No texto-fonte sobre a bexiga e a CIF, que nome recebem as proteínas específicas encontradas na camada de glicosaminoglicano?

## [Texto-fonte]
* * * * *

O epitélio da bexiga normal é composto por uma camada delgada de macromoléculas, o glicosaminoglicano (GAG), onde são encontradas proteínas específicas denominadas de GP-51. Essas têm a função de impedir a aderência de bactérias e proteger o epitélio de constituintes da urina, que podem interagir com os nervos sensoriais e resultar na inflamação neurogênica. Assim, a GAG é um meio de defesa da superfície das células epiteliais da bexiga, que em animais com CIF tem sido observado a diminuição de sua excreção. As causa dessa diminuição de excreção são desconhecidas e pode ser resultado de uma anormalidade na síntese de GAG. Felinos com CIF também apresentaram diminuição da excreção de GAG. Além disso, foi observado que esses animais tinham uma baixa excreção e concentração de proteína na urina em relação a gatos saudáveis, o que sugere que essas moléculas proteicas tenham sido reabsorvidas em função do aumento da permeabilidade da superfície epitelial da bexiga diante da doença.

O diagnóstico da CIF é realizado por exclusão de outras doenças que possam vir a comprometer o sistema urinário do animal. Assim, para diagnosticar a CIF, é necessária a realização de inúmeros exames de diagnósticos complementares, que incluem os laboratoriais e os de imagem, juntamente com o histórico clínico do animal. Quando a infecção acomete o animal, podem ser encontradas bactérias do gênero Pseudomonas, Klebsiella, Proteus e da espécie Escherichia coli.

* * * * *

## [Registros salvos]
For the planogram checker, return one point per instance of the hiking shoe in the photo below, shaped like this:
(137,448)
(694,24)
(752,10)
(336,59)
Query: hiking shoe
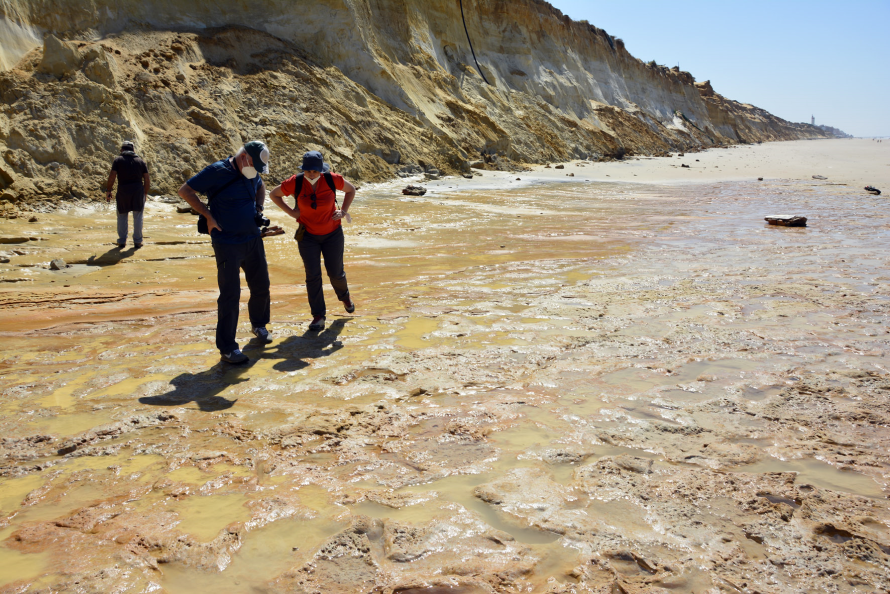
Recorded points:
(236,357)
(261,333)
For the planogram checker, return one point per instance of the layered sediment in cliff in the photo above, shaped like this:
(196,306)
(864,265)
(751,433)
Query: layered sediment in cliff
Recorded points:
(378,85)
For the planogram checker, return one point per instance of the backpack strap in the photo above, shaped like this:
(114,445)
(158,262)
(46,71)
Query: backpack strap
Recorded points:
(219,190)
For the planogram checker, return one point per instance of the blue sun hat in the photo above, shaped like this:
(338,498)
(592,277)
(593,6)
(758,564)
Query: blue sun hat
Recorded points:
(313,161)
(259,152)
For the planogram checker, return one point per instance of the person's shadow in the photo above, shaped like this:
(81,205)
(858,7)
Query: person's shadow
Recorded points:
(204,388)
(111,257)
(294,350)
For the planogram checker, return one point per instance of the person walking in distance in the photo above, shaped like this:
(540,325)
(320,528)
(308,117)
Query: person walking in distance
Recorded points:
(235,195)
(133,183)
(320,232)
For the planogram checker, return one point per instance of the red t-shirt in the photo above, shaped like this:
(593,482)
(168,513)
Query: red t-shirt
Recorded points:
(319,220)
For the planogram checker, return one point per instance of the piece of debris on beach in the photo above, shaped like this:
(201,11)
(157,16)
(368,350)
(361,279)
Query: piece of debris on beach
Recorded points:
(786,220)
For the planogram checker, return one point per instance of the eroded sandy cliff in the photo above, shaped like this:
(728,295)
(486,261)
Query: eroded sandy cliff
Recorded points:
(376,84)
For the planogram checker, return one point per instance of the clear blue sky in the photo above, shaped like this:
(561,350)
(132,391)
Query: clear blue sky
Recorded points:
(793,58)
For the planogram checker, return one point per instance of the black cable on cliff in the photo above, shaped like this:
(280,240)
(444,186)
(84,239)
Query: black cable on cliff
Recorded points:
(479,68)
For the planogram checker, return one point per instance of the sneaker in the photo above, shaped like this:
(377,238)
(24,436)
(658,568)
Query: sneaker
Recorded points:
(261,333)
(236,357)
(317,323)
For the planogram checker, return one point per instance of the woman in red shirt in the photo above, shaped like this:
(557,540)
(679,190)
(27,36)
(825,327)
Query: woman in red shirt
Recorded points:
(316,209)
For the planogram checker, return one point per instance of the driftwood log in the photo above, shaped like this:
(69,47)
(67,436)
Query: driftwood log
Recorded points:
(786,220)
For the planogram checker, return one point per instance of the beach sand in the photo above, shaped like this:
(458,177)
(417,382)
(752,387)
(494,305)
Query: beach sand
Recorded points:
(626,384)
(857,162)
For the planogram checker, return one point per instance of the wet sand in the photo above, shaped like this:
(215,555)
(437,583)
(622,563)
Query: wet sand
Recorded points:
(614,385)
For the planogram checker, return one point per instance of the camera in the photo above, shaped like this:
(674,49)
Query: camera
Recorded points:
(260,220)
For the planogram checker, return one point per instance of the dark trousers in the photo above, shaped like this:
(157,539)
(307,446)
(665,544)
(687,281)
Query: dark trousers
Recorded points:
(230,260)
(312,248)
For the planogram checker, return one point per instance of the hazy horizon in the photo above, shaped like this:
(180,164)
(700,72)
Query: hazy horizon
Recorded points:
(794,59)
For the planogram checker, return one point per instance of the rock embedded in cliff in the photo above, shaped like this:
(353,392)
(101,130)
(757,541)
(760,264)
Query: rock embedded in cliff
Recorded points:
(59,57)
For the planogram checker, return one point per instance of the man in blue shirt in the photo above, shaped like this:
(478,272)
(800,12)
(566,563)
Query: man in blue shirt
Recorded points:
(236,195)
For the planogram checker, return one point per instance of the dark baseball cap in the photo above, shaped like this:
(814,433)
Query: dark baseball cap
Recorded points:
(313,161)
(259,152)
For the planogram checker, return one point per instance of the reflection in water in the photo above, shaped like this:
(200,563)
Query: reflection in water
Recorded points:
(494,332)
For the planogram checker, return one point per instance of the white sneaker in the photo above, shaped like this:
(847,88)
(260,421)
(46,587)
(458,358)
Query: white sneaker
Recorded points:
(261,333)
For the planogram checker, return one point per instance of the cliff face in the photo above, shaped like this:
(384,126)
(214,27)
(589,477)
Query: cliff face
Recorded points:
(376,84)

* * * * *

## [Resposta esperada]
GP-51.